[Location labeling records]
-------

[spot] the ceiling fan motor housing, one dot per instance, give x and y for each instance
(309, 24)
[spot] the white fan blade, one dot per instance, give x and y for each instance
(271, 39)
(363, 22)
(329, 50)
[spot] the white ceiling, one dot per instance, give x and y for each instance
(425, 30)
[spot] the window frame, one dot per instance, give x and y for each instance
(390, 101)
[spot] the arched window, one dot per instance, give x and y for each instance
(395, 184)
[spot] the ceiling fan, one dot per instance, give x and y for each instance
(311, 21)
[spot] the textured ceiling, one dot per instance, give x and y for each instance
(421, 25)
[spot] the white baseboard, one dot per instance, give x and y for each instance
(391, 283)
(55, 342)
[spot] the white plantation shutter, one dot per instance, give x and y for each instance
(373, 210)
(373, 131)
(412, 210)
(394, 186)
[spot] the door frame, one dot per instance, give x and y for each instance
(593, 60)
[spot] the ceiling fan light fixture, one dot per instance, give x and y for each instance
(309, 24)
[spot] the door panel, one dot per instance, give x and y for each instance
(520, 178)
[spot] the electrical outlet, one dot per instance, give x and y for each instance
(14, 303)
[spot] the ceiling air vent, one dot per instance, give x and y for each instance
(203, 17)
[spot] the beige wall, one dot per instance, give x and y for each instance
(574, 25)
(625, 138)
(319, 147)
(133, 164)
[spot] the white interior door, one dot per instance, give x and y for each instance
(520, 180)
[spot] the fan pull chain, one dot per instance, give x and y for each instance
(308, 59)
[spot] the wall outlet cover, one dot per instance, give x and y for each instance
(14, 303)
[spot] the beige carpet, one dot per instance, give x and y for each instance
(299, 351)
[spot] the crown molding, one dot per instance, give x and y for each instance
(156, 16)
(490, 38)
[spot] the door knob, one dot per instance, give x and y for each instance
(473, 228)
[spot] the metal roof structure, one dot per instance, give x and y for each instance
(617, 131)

-------

_SHORT TASK_:
Rewrite all of the material above, replacing every occurrence of "one dot per instance" with "one point per instance" and leaving everything else unchanged.

_TASK RESULT_:
[spot] the ceiling fan motor housing, one point per instance, give x and y for each instance
(309, 24)
[spot] the white fan blade, one point per instance, give x and y for each instance
(271, 39)
(363, 22)
(329, 50)
[spot] the white ceiling, one point per instance, give x and y for each instance
(425, 30)
[spot] the window frame, one point per instance, give x and y for each instance
(390, 101)
[spot] the arched window, one point per instance, give x and y for each instance
(395, 184)
[spot] the ceiling fan, one point per instance, give x and y for each instance
(311, 21)
[spot] the textured ceiling, one point per instance, give x and y for each instance
(421, 25)
[spot] the white baseboard, one point per instance, give x and y for each instance
(391, 283)
(55, 342)
[spot] the white plantation shutter, one point per instance, give x and y for each instance
(373, 210)
(373, 131)
(412, 210)
(394, 186)
[spot] the door frame, one point per instance, give x and y for each instance
(593, 60)
[spot] the ceiling fan light fixture, one point per instance, give x and y for each instance
(309, 24)
[spot] the door panel, one point per instance, give x and y for each instance
(520, 178)
[spot] the electrical outlet, one point per instance, give x and y for each instance
(14, 303)
[spot] the ceiling air vent, one point per instance, give x and y for each instance
(203, 17)
[spot] the beige wall, one point per instance, give x and y for each instance
(574, 25)
(625, 138)
(319, 147)
(133, 164)
[spot] the white interior door, one point per instance, give x and y for each instance
(520, 180)
[spot] the fan pull chain, one point per instance, give x and y for each instance
(308, 59)
[spot] the wall outlet cover, one point per instance, give x and y for each instance
(14, 303)
[spot] the beige carpet, one point per instance, give x and y for each instance
(299, 351)
[spot] the crown molding, one point per instance, give x and y for each instance
(156, 16)
(490, 38)
[spot] the door knob, one point per instance, give x and y for each instance
(473, 228)
[spot] the metal roof structure, one point per instance, give x and y for each instance
(617, 131)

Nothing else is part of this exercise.